_Excerpt to read:_
:::
Mario Sato

My current CV

Blog:

Cardinality in CNN (ResNeXt)

The definition of cardinality is the size of the set of transformations.

In the illustration above, the architecture on the left represents ResNet, while on the right, you see ResNeXt. Both these networks utilize the split-transform-merge strategy.

This approach initially divides the input into lower dimensions through a 1x1 convolutional layer, then applies transformations using 3x3 convolutional filters, and finally integrates the outputs through a summation operation.

The key aspect of this strategy is that the transformations are derived from the same structural design, facilitating ease of implementation without necessitating specialized architectural modifications. The primary goal of ResNeXt is to effectively manage large input sizes and enhance network accuracy.

This is achieved not by adding more layers, but by increasing the cardinality - the number of parallel paths in the network. This approach effectively boosts performance while maintaining a relatively simple complexity compared to deeper networks

Source: https://www.ikomia.ai/blog/resnext-cnn-cardinality-efficiency-explained

2024/07 Inception v1 module

The first idea of the Inception model was to apply different kernel sizes to the original pixels to capture different features and learn it.

Inception v1 module optimized: Then, they tried to reduce the computational cost by adding the 1x1 layer which enables to reduce the number of dimensions before it is used as inputs to the model. This technique can potentially reduce the convergence time.

Xception model

The Xception model came to apply a different logic that was used in Inception. It replaces these complex Inception modules with depthwise separable convolutions, which factorize a standard convolution into a depthwise convolution (applies a single filter per input channel) followed by a pointwise convolution (applies a 1x1 convolution to combine the outputs of the depthwise convolution). This reduces the number of parameters and computational cost.
:::
_Exercise directions:_
In the blog notes on CNN architectures, how does ResNeXt boost performance instead of adding more layers?

_Records with labeled boxes:_
:::
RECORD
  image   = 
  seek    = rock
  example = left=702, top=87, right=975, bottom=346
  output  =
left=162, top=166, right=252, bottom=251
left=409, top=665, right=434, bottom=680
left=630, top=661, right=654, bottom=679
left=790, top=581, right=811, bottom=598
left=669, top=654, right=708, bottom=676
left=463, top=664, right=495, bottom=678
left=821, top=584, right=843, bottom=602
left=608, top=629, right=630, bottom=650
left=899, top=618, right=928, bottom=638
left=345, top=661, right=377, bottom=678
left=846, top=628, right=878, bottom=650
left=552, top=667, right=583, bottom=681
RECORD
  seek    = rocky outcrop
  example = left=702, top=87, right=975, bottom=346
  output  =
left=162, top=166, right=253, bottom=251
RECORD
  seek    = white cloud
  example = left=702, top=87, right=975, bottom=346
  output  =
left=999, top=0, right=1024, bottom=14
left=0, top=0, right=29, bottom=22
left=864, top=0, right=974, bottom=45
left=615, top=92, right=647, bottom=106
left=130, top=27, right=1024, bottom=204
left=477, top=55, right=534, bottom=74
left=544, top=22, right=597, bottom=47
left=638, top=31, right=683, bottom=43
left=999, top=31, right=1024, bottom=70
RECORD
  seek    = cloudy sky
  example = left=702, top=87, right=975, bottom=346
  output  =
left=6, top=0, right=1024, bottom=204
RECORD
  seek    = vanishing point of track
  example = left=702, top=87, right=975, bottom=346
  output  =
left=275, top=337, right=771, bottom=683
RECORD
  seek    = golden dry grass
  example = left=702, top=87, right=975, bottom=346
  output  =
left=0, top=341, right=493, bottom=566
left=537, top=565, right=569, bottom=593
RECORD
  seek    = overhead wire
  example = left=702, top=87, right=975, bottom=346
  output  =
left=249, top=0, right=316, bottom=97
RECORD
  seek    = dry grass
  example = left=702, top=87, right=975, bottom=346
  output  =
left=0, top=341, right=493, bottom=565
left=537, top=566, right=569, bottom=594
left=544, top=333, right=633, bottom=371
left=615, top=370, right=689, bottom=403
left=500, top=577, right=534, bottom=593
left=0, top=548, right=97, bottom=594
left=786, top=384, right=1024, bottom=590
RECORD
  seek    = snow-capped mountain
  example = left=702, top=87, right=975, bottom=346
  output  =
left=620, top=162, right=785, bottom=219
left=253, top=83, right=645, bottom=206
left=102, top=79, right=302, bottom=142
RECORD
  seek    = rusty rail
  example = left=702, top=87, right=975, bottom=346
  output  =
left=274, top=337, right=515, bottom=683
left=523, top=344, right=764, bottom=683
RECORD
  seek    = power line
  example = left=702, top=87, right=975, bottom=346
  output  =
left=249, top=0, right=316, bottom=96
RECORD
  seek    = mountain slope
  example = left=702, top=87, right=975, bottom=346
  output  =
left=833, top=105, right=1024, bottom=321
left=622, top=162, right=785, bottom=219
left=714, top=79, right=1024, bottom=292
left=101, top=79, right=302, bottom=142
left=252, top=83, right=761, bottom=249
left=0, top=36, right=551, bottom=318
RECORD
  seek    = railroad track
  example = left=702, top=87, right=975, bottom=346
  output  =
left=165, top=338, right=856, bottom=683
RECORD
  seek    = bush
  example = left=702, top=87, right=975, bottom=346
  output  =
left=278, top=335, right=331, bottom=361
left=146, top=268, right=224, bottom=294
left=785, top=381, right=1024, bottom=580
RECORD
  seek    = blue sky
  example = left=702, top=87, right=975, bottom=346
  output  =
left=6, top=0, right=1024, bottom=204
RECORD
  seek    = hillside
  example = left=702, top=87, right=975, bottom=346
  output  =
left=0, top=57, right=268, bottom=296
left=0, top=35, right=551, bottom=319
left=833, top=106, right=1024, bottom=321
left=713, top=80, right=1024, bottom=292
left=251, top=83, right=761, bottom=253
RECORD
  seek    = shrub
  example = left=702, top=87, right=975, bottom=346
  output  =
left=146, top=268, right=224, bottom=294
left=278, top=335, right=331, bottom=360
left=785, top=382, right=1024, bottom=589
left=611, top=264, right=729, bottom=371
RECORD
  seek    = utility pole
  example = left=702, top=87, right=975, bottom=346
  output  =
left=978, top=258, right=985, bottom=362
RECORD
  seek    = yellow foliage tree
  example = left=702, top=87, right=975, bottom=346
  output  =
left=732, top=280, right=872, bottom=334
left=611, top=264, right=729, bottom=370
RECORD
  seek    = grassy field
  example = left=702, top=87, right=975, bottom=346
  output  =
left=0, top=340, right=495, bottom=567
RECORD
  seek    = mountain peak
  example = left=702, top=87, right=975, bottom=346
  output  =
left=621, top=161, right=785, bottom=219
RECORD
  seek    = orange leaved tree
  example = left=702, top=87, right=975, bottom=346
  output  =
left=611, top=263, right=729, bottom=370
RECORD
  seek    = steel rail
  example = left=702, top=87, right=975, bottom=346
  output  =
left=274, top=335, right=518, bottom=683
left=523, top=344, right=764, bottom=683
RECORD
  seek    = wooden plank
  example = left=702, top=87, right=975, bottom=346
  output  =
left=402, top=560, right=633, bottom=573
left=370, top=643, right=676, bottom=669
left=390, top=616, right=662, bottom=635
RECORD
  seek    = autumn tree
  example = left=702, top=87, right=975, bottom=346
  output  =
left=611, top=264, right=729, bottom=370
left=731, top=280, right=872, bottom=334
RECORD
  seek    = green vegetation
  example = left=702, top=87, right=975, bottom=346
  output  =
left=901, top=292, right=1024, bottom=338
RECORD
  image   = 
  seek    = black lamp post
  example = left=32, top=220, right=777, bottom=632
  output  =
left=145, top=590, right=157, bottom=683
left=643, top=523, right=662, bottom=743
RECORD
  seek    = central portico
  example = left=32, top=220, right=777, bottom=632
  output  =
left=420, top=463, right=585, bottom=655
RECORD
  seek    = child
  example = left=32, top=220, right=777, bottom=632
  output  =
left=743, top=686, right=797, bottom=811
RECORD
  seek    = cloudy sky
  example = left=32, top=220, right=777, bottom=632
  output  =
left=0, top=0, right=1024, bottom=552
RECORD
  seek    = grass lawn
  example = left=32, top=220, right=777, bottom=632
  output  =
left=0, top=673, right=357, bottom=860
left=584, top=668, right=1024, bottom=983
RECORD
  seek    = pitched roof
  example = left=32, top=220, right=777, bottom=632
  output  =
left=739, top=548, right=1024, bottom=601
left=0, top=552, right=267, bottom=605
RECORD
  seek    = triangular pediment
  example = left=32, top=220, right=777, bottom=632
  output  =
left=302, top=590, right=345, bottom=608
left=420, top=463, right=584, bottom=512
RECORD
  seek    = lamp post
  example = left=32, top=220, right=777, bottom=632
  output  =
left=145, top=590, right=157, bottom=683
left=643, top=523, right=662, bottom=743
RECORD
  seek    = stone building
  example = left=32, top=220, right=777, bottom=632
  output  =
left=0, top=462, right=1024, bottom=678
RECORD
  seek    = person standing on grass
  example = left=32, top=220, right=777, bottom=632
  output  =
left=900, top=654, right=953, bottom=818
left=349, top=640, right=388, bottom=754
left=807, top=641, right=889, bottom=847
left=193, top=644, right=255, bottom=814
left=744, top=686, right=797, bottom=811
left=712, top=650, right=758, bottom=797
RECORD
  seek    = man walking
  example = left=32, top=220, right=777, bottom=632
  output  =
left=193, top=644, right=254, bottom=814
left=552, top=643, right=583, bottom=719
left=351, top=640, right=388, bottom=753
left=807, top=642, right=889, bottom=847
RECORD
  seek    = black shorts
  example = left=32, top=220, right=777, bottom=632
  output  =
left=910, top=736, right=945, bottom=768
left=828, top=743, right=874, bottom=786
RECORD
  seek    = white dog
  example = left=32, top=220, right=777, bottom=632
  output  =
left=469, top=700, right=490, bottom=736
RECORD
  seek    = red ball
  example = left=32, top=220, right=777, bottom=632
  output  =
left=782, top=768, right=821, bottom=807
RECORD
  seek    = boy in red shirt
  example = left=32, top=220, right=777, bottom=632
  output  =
:::
_Complete output:_
By increasing the cardinality, which is the number of parallel paths in the network.